▼
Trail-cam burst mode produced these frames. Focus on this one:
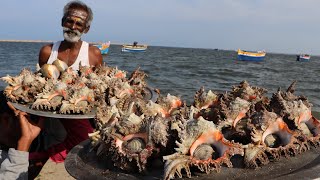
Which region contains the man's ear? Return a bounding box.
[84,25,90,34]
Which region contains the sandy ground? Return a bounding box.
[35,160,75,180]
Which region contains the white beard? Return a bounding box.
[63,27,83,43]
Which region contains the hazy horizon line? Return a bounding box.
[0,39,314,56]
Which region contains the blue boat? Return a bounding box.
[122,42,147,52]
[95,41,110,54]
[296,54,310,62]
[237,49,266,62]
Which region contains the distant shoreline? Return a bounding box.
[0,39,127,46]
[0,39,53,43]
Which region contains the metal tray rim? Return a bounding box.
[11,102,96,119]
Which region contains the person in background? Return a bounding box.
[133,41,138,47]
[30,0,103,177]
[0,92,43,179]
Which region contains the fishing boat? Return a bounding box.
[296,54,310,62]
[95,41,111,54]
[122,41,147,52]
[237,49,266,62]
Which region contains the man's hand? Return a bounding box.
[7,102,44,151]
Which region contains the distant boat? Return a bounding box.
[122,41,147,52]
[296,54,310,62]
[237,49,266,62]
[95,41,110,54]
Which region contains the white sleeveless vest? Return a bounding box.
[47,41,90,71]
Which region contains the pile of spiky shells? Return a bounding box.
[2,60,320,179]
[1,59,149,114]
[89,77,320,180]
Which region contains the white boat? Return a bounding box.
[296,54,310,62]
[122,42,147,52]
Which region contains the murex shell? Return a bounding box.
[244,110,309,168]
[163,116,244,180]
[1,68,46,103]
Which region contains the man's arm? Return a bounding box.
[38,44,53,67]
[6,102,43,152]
[0,103,44,180]
[88,45,103,67]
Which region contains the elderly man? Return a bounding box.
[39,0,102,68]
[30,1,103,177]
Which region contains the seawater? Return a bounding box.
[0,42,319,112]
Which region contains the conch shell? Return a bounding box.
[52,59,68,72]
[40,64,60,80]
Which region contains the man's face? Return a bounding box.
[62,8,89,43]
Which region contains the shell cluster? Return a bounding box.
[90,78,320,180]
[2,61,320,179]
[1,59,147,114]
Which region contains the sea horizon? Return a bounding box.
[0,39,317,56]
[0,39,122,45]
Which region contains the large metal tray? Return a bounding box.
[65,139,320,180]
[11,102,96,119]
[9,87,159,119]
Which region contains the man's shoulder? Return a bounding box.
[39,43,54,65]
[87,43,103,66]
[88,44,102,55]
[41,41,62,48]
[40,43,54,52]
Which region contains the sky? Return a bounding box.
[1,0,320,55]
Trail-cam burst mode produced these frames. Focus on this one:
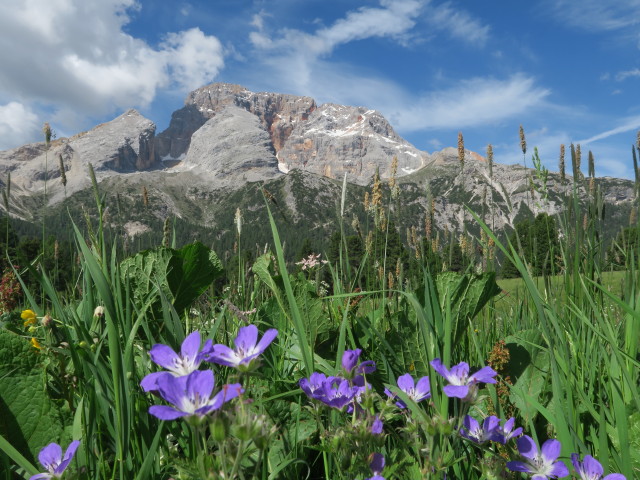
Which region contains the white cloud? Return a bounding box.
[424,1,490,46]
[251,0,424,56]
[578,115,640,144]
[0,102,41,150]
[392,75,550,131]
[161,29,225,92]
[0,0,224,149]
[544,0,640,32]
[616,68,640,81]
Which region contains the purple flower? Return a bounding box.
[342,348,376,375]
[494,417,523,444]
[321,377,359,409]
[149,370,243,421]
[299,372,330,400]
[30,440,80,480]
[388,373,431,408]
[140,331,214,392]
[430,358,497,400]
[371,416,383,435]
[570,454,626,480]
[460,415,501,444]
[299,373,358,410]
[208,325,277,371]
[506,436,569,479]
[366,453,385,480]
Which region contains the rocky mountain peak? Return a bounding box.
[156,82,316,161]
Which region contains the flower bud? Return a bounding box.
[94,306,105,318]
[210,416,228,442]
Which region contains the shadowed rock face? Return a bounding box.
[0,109,156,205]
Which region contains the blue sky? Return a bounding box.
[1,0,639,178]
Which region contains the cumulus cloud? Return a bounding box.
[0,0,224,148]
[0,102,41,150]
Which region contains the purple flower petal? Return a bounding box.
[149,405,188,420]
[549,460,569,477]
[540,439,562,463]
[357,360,376,374]
[149,343,181,371]
[235,325,258,352]
[342,349,362,372]
[430,358,449,379]
[186,370,215,404]
[180,331,202,361]
[603,475,627,480]
[371,416,383,434]
[140,371,171,393]
[506,460,533,473]
[397,373,415,392]
[38,443,62,471]
[55,440,80,474]
[155,373,189,408]
[414,376,431,401]
[443,384,469,398]
[254,328,278,355]
[470,365,498,384]
[516,436,539,460]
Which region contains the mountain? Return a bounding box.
[0,82,635,257]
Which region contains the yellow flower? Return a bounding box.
[30,337,42,350]
[21,309,37,326]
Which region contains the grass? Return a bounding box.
[0,141,639,479]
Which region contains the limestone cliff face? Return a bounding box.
[276,103,427,185]
[155,83,316,162]
[177,105,281,185]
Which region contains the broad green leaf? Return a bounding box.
[0,330,72,465]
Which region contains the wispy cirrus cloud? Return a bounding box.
[542,0,640,32]
[391,74,550,131]
[250,0,424,56]
[615,68,640,81]
[423,1,490,47]
[578,115,640,144]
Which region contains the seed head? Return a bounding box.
[519,125,527,155]
[486,144,493,177]
[457,132,465,170]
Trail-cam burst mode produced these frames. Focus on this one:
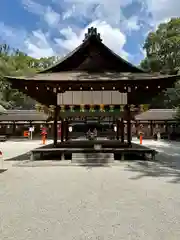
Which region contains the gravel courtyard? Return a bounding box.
[1,139,180,239]
[1,165,180,240]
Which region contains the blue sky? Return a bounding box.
[0,0,179,65]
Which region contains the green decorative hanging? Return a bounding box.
[109,105,114,112]
[60,105,65,112]
[80,104,85,112]
[70,105,74,112]
[89,104,95,112]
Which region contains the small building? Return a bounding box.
[0,110,48,137]
[0,108,179,139]
[135,109,179,138]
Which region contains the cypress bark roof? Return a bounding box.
[135,109,176,121]
[0,109,177,122]
[0,110,48,121]
[39,27,144,74]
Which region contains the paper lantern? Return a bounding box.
[68,126,73,132]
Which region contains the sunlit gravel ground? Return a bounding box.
▲
- _What to produce_
Where pictures appear in the records, leave them out; output everything else exactly.

- _Output of the exercise_
Trail-cam burst mode produced these frames. Focus on this one:
Which region contains the man's ear? Return a bounding box.
[84,25,90,34]
Which region contains the sandy ground? Return a bounding box.
[35,160,75,180]
Which region contains the white beard? Return a bounding box.
[63,27,83,43]
Which region contains the hazy horizon line? Return a bounding box.
[0,39,314,56]
Which region contains the blue boat? Return a bounding box.
[122,42,147,52]
[95,41,110,54]
[296,54,310,62]
[237,49,266,62]
Which region contains the distant shoreline? Return a bounding box.
[0,39,127,46]
[0,39,53,43]
Which region contains the metal tray rim? Return a bounding box.
[11,102,96,119]
Which region contains the person in background? Return a bounding box.
[133,41,138,47]
[30,0,103,177]
[0,92,43,179]
Which region contains the fishing boat? Return a bounding box.
[296,54,310,62]
[95,41,111,54]
[122,41,147,52]
[237,49,266,62]
Which region contains the man's hand? Return a bounding box.
[7,102,44,151]
Which region contains the distant boat? Return a bounding box.
[122,41,147,52]
[296,54,310,62]
[237,49,266,62]
[95,41,110,54]
Which region contains the white sleeveless vest? Return a bounding box.
[47,41,90,71]
Which region contains the pile of spiky shells? Return a bounding box.
[2,60,320,179]
[1,59,149,114]
[89,77,320,180]
Which region contains the white boat? Return a bounding box.
[296,54,310,62]
[122,42,147,52]
Which region contains the murex shell? Return a bounding box.
[244,110,309,168]
[163,116,244,180]
[1,68,46,103]
Which region contains the man's arm? Return a bounding box.
[38,44,53,67]
[6,102,43,152]
[0,103,44,180]
[88,45,103,67]
Which region contains the elderly man? Return a bounding box.
[39,0,102,68]
[30,1,103,177]
Which region contains the seawater? Return a bounding box.
[0,42,319,112]
Which region contains the conch shell? Return a bounding box.
[52,59,68,72]
[40,64,60,80]
Which region contains the man's face? Return a bounding box.
[62,8,89,43]
Which region contains the shell cluster? Return a bounding box.
[90,78,320,180]
[2,61,320,179]
[1,59,147,114]
Which region contains the sea horizon? Return a bounding box.
[0,39,317,56]
[0,39,122,45]
Which region contains the large metal tray? Return a bounding box.
[65,139,320,180]
[11,102,96,119]
[9,87,159,119]
Which region contains the man's shoulder? Return a bounding box.
[39,43,54,65]
[87,43,103,66]
[88,44,102,55]
[41,41,62,48]
[40,43,54,52]
Which region contains the sky? Return a bounding box.
[1,0,320,55]
Trail-cam burst mode produced these frames. Focus on this one:
Which region contains the white cloud? Return a bounding box.
[424,1,490,46]
[251,0,424,56]
[578,115,640,144]
[0,102,41,150]
[392,75,550,131]
[161,29,225,92]
[0,0,224,149]
[544,0,640,32]
[616,68,640,81]
Which region contains the purple flower? Return a bounding box.
[342,348,376,375]
[494,417,523,444]
[321,377,359,409]
[149,370,243,421]
[299,372,330,400]
[30,440,80,480]
[388,373,431,408]
[140,331,214,392]
[430,358,497,400]
[371,416,383,435]
[570,454,626,480]
[460,415,501,444]
[299,373,358,410]
[208,325,277,371]
[506,436,569,479]
[366,453,385,480]
Which region contains the rocky mountain peak? Return a bounding box.
[156,82,316,161]
Which region contains the flower bud? Return a bounding box.
[94,306,105,318]
[210,416,228,442]
Which region contains the shadowed rock face? Return a bounding box.
[0,109,156,205]
Which region contains the blue sky? Return a bounding box.
[1,0,639,178]
Which region contains the cumulus cloud? Return a bounding box.
[0,0,224,148]
[0,102,41,150]
Which region contains the purple flower petal? Return a bounding box.
[149,405,188,420]
[549,460,569,477]
[540,439,562,463]
[357,360,376,374]
[149,343,181,371]
[235,325,258,352]
[342,349,362,372]
[430,358,449,379]
[186,370,215,404]
[180,331,202,361]
[603,475,627,480]
[371,416,383,434]
[140,371,171,393]
[506,460,533,473]
[397,373,415,392]
[38,443,62,471]
[55,440,80,474]
[155,373,189,408]
[414,376,431,401]
[443,384,469,398]
[254,328,278,355]
[470,365,498,384]
[516,436,539,460]
Which region contains the mountain? Return a bounding box.
[0,82,635,257]
Which region contains the yellow flower? Return a bounding box.
[30,337,42,350]
[21,309,37,326]
Which region contains the grass? Return a bounding box.
[0,141,639,479]
Which region contains the limestone cliff face? Return a bounding box.
[276,103,427,185]
[155,83,316,162]
[177,105,281,185]
Which region contains the broad green leaf? Return a bounding box.
[0,330,72,465]
Which region contains the wispy cirrus cloud? Return a bounding box.
[542,0,640,32]
[391,74,550,131]
[250,0,424,56]
[615,68,640,81]
[423,1,490,47]
[578,115,640,144]
Which region contains the seed head? Return a bounding box.
[519,125,527,155]
[486,144,493,177]
[457,132,465,170]
Trail-cam burst mode produced these frames. Focus on this one:
Which region contains the gravel courtyard? Return a bounding box.
[1,139,180,239]
[1,165,180,240]
Which region contains the blue sky? Return a bounding box.
[0,0,179,65]
Which region contains the green decorative hanging? Return a bounding box.
[109,105,114,112]
[60,105,65,112]
[80,104,85,112]
[70,105,74,112]
[89,104,95,112]
Which region contains the small building? Return a bounding box.
[0,110,48,137]
[0,108,179,139]
[135,109,179,138]
Which region contains the cypress bark roof? Return a bounding box.
[135,109,176,121]
[0,109,177,122]
[0,110,48,121]
[39,27,144,74]
Which region contains the paper lantern? Return a bounding box.
[68,126,73,132]
Which region contains the sunlit gravel ground? Return a bounding box.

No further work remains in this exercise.